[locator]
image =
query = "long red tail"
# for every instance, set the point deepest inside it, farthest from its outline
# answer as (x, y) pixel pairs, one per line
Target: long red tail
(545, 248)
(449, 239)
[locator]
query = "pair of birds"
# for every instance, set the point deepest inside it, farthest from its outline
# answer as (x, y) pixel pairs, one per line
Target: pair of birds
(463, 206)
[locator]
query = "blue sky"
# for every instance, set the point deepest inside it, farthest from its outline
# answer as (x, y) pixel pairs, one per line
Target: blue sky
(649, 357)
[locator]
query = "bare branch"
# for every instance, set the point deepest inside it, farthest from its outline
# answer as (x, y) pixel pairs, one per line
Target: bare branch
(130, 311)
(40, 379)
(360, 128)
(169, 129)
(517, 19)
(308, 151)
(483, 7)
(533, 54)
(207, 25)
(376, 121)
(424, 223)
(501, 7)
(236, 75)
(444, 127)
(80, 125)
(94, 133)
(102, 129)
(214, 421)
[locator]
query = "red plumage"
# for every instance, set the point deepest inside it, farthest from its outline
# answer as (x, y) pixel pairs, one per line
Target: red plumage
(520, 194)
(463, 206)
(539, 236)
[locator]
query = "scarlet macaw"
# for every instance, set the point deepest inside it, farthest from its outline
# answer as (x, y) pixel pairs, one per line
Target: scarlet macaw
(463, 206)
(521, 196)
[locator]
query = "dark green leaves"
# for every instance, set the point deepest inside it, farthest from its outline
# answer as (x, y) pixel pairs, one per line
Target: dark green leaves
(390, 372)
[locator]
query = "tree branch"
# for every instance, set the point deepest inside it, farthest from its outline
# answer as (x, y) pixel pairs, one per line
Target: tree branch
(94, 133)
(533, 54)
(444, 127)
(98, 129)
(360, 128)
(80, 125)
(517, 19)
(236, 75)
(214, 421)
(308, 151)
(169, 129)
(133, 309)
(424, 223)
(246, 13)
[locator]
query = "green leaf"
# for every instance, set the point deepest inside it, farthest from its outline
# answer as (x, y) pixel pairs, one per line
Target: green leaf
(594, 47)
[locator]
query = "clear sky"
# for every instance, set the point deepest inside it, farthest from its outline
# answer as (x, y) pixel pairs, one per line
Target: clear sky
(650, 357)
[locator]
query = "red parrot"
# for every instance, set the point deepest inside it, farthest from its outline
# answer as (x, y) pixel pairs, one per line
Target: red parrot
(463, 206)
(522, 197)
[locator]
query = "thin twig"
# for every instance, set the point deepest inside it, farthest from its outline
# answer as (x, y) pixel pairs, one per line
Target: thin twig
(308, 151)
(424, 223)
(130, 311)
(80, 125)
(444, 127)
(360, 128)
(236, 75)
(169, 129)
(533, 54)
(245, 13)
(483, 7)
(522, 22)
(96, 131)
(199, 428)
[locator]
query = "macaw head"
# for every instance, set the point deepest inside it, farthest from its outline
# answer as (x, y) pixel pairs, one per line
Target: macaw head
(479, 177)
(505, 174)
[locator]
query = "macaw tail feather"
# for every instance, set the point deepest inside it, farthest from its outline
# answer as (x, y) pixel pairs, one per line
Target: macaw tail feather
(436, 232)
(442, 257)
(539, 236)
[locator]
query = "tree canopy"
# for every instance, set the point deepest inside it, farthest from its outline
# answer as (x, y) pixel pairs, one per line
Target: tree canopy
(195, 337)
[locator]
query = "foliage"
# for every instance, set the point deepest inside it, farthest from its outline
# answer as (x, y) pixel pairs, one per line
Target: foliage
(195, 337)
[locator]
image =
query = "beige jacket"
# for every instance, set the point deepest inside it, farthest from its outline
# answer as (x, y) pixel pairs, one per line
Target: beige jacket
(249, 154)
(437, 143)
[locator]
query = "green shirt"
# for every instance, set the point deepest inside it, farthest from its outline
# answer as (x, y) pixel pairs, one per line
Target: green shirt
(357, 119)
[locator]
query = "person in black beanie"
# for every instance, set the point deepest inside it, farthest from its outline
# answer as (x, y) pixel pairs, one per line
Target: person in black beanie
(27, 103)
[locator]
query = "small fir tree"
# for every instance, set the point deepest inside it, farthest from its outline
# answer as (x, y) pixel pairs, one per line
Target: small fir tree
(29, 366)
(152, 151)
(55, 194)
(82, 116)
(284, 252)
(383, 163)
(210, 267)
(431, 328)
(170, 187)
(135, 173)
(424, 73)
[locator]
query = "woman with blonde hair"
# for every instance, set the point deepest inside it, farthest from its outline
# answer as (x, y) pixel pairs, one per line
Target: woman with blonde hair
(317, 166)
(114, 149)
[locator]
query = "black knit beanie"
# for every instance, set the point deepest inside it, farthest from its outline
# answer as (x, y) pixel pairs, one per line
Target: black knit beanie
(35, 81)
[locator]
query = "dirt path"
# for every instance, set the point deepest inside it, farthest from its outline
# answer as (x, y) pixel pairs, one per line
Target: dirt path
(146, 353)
*****
COMPITO
Conta le righe dei dati registrati qui sopra in cui compare la stringa "macaw". Scrivi soltanto il numero.

RISPOSTA SCRITTA
6